# What is being asked
Turn the stretch of the listing below, from the line containing "Q: For each instance of the lake" through the line containing "x=192, y=165", into a Markdown table with the columns Row and Line, leaving out blank lines.

## start

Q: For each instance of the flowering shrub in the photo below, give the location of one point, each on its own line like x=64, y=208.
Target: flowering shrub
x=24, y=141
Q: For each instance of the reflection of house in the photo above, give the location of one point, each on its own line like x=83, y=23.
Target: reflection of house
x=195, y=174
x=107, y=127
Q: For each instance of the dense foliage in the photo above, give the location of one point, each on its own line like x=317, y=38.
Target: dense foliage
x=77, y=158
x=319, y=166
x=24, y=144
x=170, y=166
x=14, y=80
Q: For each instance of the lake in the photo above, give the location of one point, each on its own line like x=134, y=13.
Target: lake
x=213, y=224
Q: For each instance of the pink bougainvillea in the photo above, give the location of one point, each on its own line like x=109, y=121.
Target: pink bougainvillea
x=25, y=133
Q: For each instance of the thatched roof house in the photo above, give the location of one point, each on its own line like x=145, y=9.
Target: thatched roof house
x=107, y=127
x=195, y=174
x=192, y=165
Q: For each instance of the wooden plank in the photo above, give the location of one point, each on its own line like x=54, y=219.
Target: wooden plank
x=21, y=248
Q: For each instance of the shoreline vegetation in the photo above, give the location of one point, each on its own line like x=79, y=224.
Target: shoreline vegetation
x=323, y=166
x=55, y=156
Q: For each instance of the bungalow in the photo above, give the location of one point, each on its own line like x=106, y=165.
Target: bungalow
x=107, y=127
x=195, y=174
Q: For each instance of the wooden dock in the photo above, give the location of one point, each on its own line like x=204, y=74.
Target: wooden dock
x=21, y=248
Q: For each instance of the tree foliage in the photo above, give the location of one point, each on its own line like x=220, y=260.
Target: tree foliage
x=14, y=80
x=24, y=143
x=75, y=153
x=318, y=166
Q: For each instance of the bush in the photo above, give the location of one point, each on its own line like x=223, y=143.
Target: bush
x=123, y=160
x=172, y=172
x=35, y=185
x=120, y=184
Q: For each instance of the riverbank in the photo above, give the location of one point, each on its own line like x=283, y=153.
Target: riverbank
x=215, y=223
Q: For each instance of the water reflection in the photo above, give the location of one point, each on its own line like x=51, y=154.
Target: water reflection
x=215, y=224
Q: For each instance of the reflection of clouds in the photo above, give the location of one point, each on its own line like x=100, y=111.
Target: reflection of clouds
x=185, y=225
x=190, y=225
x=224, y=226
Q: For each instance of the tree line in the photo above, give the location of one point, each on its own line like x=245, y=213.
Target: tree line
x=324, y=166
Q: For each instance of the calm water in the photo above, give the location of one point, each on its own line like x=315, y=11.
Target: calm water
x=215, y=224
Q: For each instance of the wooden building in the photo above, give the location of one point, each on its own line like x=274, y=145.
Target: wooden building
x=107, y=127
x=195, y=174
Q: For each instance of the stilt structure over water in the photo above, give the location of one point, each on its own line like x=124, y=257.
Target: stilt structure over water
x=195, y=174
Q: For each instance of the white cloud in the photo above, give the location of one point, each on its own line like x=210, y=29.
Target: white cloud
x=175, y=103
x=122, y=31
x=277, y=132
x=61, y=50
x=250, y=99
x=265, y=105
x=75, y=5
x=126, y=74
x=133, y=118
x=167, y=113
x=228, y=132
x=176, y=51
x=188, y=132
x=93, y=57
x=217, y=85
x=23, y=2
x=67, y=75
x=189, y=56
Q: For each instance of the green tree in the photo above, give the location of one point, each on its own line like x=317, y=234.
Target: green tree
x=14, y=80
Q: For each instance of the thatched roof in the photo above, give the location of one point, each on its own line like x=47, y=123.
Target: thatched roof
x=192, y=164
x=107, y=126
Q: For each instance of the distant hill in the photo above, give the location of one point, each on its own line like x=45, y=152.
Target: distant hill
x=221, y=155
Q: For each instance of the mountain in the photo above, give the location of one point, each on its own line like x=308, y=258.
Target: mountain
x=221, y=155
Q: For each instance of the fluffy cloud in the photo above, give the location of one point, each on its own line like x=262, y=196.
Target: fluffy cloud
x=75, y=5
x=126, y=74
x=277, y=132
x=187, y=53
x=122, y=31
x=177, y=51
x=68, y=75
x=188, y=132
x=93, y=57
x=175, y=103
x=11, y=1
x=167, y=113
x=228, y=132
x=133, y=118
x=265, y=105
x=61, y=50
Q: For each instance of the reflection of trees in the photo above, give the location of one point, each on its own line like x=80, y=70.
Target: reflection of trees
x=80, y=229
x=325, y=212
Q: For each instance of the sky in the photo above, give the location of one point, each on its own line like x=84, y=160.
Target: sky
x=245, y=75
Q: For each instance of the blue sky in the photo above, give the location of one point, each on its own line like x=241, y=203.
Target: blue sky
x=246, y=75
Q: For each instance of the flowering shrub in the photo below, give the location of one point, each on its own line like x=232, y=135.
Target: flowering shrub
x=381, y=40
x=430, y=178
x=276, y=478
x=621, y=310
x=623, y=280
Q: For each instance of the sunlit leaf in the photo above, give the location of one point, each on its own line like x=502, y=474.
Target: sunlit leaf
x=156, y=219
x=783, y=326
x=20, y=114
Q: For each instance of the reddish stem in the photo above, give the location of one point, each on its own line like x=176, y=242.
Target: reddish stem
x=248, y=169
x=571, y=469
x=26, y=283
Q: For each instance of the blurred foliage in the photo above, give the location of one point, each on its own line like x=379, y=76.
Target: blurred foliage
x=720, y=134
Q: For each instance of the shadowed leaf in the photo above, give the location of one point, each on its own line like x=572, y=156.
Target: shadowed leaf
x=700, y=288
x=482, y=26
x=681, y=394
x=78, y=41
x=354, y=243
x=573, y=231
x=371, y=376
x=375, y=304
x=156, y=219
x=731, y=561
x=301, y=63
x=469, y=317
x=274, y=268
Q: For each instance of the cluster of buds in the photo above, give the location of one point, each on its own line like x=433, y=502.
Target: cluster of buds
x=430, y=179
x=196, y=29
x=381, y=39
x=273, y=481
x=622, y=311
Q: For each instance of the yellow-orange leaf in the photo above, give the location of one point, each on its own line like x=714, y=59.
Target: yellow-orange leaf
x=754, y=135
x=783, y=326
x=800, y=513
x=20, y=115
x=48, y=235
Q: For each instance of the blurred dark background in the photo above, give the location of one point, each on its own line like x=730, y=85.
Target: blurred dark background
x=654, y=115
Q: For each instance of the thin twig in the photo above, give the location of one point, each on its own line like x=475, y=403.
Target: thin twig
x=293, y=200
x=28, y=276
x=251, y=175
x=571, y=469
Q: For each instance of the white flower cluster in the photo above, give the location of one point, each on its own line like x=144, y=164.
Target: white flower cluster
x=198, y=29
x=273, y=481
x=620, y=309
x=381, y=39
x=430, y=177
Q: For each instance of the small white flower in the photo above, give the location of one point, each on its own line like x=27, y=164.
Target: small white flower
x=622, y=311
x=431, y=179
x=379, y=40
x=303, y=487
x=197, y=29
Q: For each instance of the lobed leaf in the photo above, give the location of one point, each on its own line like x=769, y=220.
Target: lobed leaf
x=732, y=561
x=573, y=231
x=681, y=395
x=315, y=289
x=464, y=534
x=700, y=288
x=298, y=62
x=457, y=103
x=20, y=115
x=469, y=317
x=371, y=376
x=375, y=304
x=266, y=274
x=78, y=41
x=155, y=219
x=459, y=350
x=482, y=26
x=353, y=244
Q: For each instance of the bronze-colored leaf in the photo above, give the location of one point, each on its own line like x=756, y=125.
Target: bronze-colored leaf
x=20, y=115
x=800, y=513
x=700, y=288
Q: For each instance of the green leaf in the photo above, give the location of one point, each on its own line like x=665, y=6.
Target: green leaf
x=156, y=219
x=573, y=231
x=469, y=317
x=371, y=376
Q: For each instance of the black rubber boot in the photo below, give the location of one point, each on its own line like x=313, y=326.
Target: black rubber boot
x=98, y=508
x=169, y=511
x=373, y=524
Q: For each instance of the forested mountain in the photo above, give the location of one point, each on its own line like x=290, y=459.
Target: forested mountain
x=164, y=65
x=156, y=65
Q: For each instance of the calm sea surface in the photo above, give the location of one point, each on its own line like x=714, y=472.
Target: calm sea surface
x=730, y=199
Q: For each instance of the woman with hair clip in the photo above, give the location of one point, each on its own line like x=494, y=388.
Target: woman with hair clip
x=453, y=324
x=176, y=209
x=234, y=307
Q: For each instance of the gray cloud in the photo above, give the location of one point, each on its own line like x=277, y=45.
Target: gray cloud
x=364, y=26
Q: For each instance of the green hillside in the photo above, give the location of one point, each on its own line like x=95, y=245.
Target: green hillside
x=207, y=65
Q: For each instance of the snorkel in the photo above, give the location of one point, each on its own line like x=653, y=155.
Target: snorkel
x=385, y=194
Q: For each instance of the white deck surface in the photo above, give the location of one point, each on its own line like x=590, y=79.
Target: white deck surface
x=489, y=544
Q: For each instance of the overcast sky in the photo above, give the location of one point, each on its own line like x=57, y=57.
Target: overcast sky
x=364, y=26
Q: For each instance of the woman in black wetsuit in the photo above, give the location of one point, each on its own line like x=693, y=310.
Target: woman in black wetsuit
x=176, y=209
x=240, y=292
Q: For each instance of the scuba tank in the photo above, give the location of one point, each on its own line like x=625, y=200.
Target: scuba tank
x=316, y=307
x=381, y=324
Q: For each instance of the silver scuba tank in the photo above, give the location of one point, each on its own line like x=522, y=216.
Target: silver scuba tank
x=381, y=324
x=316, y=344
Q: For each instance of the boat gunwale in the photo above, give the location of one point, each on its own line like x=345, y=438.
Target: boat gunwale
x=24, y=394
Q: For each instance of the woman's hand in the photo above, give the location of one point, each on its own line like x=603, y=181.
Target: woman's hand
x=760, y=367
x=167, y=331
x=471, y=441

## end

# Result for this task
| Row | Line |
|---|---|
| 1 | Q: For each instance of the lake in the photo above, give the location of one point, each on its own line like x=134, y=13. |
| 2 | Target: lake |
| 3 | x=213, y=224 |
| 4 | Q: For each instance of the pink bougainvillea in the photo above, give the location of one point, each on its own line like x=109, y=121. |
| 5 | Target: pink bougainvillea |
| 6 | x=25, y=133 |
| 7 | Q: For each instance of the thatched roof house in the photo above, give the location of one point, each on its own line like x=145, y=9. |
| 8 | Target: thatched roof house |
| 9 | x=107, y=127 |
| 10 | x=195, y=174 |
| 11 | x=192, y=165 |